> Instruction:
Please gather every line in the material below that contains the word "wheel", and copy each of those lines in full.

> Data to process:
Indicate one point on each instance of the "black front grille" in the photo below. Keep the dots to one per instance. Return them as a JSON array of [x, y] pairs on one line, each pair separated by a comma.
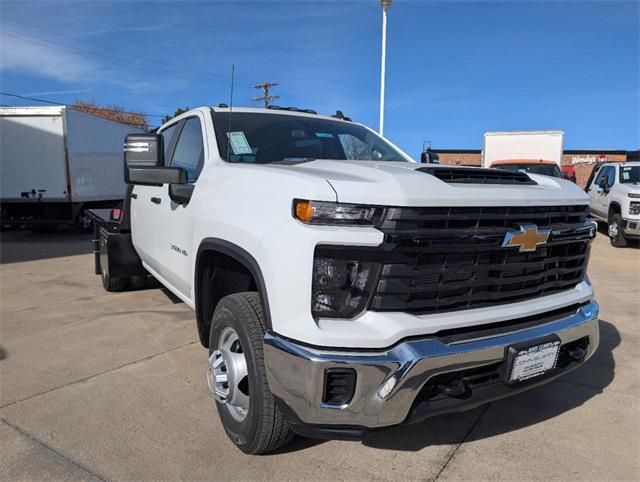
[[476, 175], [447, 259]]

==

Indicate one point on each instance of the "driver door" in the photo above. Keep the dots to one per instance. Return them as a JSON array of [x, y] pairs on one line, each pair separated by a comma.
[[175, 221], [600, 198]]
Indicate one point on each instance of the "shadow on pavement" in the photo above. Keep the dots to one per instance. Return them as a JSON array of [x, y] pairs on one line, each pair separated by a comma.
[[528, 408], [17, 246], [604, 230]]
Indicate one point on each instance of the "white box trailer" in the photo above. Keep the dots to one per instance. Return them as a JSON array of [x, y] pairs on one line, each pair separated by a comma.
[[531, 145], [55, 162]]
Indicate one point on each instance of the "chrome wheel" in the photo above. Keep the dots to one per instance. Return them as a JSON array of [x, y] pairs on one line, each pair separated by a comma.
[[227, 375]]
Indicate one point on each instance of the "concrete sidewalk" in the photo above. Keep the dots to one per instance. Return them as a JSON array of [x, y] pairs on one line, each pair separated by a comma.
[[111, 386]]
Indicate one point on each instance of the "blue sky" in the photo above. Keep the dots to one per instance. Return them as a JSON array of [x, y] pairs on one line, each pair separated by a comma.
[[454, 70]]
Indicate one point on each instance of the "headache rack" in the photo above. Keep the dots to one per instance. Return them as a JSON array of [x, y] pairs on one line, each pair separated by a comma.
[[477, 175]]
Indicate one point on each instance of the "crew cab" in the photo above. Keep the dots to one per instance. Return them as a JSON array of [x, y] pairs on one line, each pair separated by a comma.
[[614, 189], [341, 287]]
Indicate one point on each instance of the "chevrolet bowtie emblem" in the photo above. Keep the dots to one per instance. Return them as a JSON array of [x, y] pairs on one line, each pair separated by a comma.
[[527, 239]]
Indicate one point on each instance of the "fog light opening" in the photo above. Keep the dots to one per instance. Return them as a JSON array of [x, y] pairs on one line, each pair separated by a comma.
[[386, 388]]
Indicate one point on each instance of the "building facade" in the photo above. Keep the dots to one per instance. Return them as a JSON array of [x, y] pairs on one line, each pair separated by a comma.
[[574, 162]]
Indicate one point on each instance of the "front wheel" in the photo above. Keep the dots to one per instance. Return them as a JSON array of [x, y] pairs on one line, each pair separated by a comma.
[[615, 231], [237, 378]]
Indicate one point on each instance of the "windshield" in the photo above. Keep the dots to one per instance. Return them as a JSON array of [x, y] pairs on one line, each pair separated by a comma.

---

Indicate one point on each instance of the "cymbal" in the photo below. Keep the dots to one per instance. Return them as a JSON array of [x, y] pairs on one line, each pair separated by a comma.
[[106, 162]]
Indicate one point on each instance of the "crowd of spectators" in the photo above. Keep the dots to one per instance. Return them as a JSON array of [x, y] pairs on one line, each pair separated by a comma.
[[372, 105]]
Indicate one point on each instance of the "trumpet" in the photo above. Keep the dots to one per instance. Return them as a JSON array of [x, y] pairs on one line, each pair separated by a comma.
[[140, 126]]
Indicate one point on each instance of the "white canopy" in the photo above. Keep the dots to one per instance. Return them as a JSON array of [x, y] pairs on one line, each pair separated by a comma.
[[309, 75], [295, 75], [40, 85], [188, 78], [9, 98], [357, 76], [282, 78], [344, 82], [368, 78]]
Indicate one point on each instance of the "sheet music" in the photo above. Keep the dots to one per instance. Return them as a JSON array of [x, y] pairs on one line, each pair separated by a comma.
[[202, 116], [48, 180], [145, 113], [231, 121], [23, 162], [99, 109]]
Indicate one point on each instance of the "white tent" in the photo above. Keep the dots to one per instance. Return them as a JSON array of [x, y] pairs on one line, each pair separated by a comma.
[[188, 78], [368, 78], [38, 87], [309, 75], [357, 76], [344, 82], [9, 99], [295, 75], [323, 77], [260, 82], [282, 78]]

> Result of the exercise:
Indicate one point on each instance of the "chrome wheel" in the photo above. Keep the dots to one per instance. Return them as a JSON array of [x, y] pairs on one line, each pair separated by a comma.
Indicate one point on each instance of the "front wheel" in the photo above. Keep the dots to one per instance. Return them as a JSON array of [x, y] pairs on one line, each pair separated by a comma.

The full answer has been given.